→ **TASK REQUIREMENTS**:
Set down word for word everything in the Chimney Bluffs post from "I managed to" down to "for the ride.".

EXCERPTED TEXT START

Saturday, October 4, 2008

Take Time

I managed to wrangle a few days this week to meet my sister and her family up in the Finger Lakes region of New York. Venturing to a place called Chimney Bluffs on Lake Ontario, I experienced a rainy, cool and very breezy day (if you can call a wind tunnel "breezy"). Since I like photography, my trusty Canon was along for the ride.

It was a good day. Despite the weather, which provided a rather non-colorized gray sky, I got some good pictures. But after tripping through the stones on the shore, jumping out of the waves to keep my feet dry, struggling up the side of the bluff, fighting the wind, constantly readjusting my hood to keep my ears from freezing off, and having achieved mucho-megabites of photos I can use to try to keep my parish nursing ministry alive, I realized I was missing something.

EXCERPTED TEXT END
DATASET EXCERPT START

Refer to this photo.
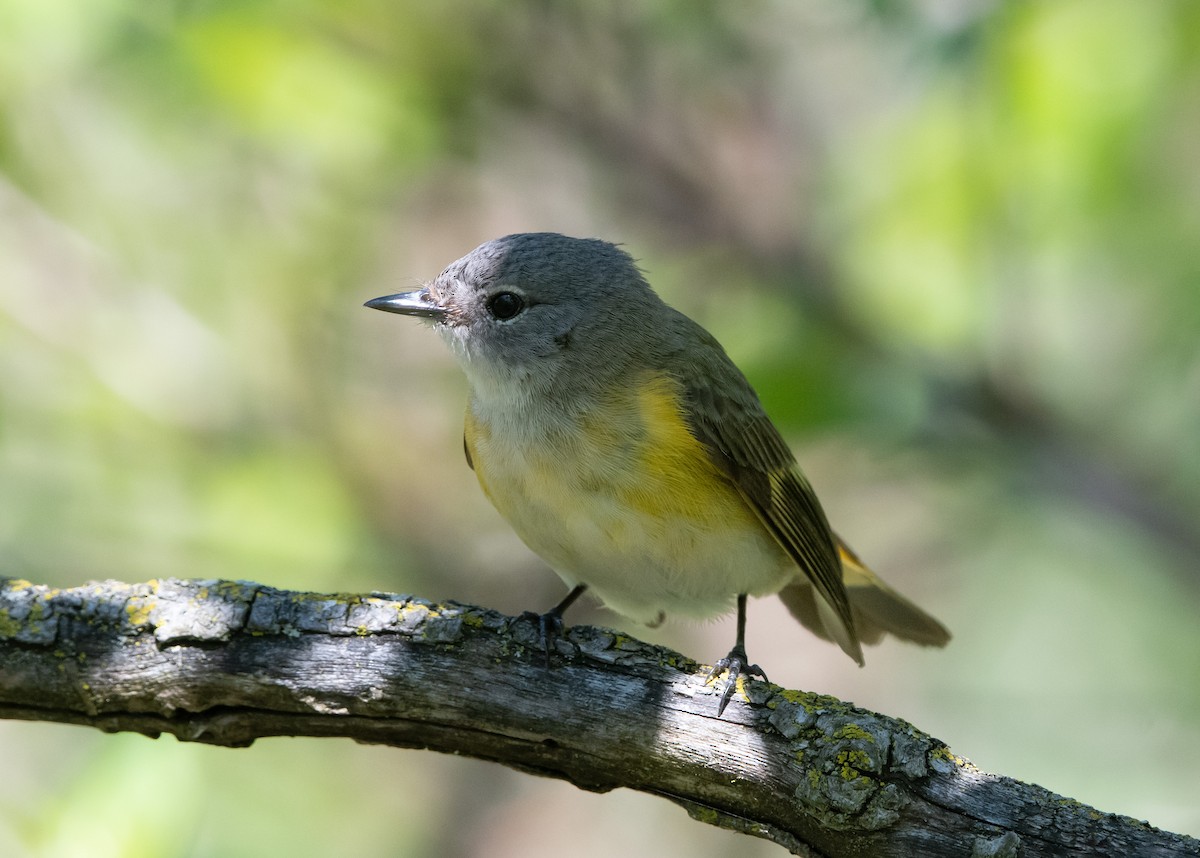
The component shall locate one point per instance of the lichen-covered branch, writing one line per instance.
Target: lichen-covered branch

DATASET EXCERPT END

→ **ANSWER SPACE**:
I managed to wrangle a few days this week to meet my sister and her family up in the Finger Lakes region of New York. Venturing to a place called Chimney Bluffs on Lake Ontario, I experienced a rainy, cool and very breezy day (if you can call a wind tunnel "breezy"). Since I like photography, my trusty Canon was along for the ride.